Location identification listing
◇ ◇ ◇ ◇ ◇
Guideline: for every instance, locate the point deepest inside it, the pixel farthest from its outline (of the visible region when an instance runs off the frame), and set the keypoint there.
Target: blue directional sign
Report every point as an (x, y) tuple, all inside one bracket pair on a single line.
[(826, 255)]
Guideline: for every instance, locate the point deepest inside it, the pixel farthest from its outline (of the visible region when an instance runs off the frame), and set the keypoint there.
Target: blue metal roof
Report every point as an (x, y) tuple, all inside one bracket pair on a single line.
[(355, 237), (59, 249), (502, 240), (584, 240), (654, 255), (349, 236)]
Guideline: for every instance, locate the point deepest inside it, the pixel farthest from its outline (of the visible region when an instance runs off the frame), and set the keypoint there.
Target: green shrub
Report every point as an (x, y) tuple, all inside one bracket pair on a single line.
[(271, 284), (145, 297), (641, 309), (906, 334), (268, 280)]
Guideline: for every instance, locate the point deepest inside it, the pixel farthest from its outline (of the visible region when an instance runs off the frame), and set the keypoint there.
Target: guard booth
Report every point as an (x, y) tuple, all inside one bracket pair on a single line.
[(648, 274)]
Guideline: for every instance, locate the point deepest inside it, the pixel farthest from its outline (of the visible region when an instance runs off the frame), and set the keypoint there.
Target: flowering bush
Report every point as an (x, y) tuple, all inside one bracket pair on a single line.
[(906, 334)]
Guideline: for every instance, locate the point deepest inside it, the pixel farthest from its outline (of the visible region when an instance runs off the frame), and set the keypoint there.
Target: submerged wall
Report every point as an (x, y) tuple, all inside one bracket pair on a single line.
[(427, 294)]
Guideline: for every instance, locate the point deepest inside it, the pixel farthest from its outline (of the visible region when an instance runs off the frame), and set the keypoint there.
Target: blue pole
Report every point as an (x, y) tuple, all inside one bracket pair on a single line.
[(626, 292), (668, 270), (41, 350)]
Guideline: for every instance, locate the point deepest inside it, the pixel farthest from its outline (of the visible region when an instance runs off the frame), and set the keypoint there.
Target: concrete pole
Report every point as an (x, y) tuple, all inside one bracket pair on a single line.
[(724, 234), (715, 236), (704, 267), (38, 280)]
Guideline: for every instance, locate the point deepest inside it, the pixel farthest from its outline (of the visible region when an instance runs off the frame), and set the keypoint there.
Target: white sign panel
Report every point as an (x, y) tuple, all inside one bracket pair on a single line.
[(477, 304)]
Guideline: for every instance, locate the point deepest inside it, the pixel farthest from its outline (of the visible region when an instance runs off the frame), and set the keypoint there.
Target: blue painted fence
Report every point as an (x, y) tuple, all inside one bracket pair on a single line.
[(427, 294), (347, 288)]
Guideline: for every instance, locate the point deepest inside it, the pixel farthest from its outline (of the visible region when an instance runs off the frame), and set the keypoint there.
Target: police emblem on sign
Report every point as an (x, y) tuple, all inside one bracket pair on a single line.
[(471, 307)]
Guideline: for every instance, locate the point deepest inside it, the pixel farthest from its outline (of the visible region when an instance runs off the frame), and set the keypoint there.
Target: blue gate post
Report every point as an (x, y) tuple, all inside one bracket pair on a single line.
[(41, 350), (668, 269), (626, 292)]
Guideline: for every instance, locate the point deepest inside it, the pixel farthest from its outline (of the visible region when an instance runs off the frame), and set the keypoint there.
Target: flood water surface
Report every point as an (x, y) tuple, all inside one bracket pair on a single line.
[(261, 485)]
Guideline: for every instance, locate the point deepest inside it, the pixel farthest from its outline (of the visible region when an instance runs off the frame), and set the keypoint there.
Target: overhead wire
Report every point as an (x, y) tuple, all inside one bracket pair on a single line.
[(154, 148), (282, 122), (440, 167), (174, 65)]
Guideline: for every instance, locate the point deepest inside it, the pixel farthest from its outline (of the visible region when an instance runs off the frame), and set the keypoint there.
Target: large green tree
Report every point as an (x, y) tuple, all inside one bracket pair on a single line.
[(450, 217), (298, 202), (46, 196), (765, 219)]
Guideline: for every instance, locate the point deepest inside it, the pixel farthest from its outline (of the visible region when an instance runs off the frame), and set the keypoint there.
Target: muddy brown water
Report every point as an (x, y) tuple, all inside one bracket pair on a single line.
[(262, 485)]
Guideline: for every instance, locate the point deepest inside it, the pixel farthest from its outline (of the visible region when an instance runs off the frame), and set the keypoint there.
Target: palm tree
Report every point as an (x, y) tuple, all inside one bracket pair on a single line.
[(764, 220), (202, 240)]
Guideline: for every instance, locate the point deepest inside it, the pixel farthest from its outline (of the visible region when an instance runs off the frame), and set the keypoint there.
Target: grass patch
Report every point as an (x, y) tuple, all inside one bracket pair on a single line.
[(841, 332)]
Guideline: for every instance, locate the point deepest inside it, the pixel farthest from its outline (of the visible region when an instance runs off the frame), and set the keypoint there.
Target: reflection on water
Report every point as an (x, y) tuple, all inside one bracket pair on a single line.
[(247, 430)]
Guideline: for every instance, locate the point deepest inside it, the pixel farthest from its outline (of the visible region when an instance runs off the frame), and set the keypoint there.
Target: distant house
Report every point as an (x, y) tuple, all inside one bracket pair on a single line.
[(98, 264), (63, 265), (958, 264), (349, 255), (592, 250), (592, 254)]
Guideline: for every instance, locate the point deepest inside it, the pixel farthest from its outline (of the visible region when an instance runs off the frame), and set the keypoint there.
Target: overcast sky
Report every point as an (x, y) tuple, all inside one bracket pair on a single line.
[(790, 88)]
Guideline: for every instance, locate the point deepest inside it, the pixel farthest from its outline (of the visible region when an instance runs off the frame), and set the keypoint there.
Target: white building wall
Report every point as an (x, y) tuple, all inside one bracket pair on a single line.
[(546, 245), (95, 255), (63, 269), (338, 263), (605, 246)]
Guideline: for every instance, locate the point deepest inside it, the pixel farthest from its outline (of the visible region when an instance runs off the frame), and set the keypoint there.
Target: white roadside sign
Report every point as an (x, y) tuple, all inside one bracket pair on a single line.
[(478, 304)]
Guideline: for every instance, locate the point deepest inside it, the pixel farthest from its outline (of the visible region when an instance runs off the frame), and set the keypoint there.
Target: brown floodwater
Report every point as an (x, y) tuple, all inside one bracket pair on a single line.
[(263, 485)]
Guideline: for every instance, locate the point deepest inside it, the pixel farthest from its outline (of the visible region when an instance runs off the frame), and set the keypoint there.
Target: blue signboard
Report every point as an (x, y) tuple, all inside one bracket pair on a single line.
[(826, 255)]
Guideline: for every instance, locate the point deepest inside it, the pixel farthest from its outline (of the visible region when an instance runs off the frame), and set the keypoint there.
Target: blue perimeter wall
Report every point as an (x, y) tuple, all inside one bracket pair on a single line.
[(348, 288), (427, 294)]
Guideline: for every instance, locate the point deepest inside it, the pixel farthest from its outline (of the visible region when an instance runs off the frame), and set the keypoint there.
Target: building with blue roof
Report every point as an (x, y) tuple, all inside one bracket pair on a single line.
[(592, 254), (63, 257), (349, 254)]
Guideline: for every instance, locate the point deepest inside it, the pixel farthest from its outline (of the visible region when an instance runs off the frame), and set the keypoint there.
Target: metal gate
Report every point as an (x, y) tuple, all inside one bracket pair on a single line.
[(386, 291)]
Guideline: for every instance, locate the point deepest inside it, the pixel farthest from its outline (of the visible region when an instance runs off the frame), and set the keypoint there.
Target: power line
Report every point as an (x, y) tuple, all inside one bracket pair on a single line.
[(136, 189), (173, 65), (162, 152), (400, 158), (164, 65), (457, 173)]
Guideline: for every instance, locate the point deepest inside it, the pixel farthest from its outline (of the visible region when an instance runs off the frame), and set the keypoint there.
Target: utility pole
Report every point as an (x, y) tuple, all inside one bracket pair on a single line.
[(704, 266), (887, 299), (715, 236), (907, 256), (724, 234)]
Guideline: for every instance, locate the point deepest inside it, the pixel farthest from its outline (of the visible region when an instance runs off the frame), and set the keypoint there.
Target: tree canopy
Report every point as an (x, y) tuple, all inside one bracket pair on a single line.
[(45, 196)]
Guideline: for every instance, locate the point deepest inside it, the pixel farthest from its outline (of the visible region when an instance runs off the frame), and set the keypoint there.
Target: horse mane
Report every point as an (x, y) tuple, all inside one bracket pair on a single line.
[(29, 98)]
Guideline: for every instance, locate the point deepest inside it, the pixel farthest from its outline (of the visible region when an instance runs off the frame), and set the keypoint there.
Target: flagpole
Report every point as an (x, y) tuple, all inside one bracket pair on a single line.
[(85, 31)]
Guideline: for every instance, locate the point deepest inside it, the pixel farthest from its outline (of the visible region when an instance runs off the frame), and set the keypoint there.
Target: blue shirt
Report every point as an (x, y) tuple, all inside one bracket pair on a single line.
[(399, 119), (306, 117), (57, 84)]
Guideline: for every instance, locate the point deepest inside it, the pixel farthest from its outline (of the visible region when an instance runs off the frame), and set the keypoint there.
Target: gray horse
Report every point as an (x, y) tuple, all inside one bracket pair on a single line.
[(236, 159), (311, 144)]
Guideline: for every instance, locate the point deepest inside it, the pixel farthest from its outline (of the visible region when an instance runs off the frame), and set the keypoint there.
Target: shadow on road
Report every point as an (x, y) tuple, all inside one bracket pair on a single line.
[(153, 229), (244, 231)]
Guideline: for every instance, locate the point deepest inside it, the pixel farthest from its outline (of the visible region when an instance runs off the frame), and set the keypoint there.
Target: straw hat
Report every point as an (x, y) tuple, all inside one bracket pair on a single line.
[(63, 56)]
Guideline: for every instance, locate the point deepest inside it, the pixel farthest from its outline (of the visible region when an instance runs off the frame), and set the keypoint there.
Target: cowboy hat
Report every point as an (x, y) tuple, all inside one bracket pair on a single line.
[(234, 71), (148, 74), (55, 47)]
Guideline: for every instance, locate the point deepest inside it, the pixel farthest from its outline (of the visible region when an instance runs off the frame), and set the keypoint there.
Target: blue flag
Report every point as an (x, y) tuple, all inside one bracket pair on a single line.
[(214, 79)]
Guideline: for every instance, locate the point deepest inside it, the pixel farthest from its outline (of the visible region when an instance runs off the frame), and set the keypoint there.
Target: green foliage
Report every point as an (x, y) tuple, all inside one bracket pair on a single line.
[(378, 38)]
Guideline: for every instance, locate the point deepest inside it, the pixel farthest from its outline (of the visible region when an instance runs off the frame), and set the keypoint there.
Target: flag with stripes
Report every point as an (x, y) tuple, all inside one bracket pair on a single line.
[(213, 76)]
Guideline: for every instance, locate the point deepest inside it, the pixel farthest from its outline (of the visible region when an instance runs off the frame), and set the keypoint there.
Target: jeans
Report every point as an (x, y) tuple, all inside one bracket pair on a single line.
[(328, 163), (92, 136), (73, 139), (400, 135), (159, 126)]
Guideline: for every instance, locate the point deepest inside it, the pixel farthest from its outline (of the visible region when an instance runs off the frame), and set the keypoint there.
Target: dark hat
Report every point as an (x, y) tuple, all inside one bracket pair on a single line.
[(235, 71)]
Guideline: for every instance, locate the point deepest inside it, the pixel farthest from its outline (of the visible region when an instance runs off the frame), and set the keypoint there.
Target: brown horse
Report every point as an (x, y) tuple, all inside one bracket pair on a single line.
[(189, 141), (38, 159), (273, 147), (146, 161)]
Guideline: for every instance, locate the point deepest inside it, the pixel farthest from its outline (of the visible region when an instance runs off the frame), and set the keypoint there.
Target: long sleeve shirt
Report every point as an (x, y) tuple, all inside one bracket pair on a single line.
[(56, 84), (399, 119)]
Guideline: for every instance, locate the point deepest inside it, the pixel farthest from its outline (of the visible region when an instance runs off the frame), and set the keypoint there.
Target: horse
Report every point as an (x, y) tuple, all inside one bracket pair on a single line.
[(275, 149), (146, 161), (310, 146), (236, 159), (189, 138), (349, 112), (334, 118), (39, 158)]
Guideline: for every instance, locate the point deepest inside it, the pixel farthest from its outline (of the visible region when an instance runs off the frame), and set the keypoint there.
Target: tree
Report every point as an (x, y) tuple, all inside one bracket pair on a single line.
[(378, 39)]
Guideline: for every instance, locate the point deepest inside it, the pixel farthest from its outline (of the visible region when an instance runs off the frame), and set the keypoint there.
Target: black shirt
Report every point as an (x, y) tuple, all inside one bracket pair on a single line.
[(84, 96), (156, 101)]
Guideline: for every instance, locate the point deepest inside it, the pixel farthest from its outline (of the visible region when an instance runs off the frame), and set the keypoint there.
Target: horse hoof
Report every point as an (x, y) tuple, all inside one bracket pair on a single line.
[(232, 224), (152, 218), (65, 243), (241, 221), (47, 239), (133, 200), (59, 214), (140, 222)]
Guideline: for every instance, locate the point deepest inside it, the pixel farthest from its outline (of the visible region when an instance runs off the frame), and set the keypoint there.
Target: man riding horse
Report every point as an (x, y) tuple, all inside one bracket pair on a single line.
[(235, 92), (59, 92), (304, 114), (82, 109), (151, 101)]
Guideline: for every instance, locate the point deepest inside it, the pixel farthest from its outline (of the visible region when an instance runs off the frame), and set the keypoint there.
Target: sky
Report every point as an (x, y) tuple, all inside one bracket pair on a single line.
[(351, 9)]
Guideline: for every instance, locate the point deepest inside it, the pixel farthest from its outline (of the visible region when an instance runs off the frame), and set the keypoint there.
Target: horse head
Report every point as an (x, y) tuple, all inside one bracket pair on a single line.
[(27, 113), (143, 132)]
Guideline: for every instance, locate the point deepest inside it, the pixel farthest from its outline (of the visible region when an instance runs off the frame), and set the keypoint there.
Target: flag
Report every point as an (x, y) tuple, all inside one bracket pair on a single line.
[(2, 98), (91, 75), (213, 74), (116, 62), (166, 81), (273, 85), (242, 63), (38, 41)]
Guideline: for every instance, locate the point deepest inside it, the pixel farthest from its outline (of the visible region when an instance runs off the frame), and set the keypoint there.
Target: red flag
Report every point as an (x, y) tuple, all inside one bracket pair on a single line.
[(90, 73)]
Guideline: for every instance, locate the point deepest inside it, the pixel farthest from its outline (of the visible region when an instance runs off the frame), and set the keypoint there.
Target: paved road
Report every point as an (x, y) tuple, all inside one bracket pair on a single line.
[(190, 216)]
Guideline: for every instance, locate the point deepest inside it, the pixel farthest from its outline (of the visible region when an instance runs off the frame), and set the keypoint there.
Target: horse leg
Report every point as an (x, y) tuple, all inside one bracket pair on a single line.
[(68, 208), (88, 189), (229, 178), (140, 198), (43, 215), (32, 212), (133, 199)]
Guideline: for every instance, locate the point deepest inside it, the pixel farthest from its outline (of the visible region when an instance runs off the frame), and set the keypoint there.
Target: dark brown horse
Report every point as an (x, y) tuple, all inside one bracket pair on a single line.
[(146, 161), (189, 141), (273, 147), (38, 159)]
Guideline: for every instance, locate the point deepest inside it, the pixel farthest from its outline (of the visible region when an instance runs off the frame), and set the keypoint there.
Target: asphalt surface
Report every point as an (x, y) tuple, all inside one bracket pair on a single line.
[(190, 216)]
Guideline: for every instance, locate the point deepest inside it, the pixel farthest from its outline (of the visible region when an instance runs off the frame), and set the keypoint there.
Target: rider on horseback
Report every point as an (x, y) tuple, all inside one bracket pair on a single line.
◇ ◇ ◇ ◇ ◇
= Prompt =
Pull out every line of the listing above that contains the word "gate", and copy each one as it appears.

= Exercise output =
Target: blue gate post
Target: metal gate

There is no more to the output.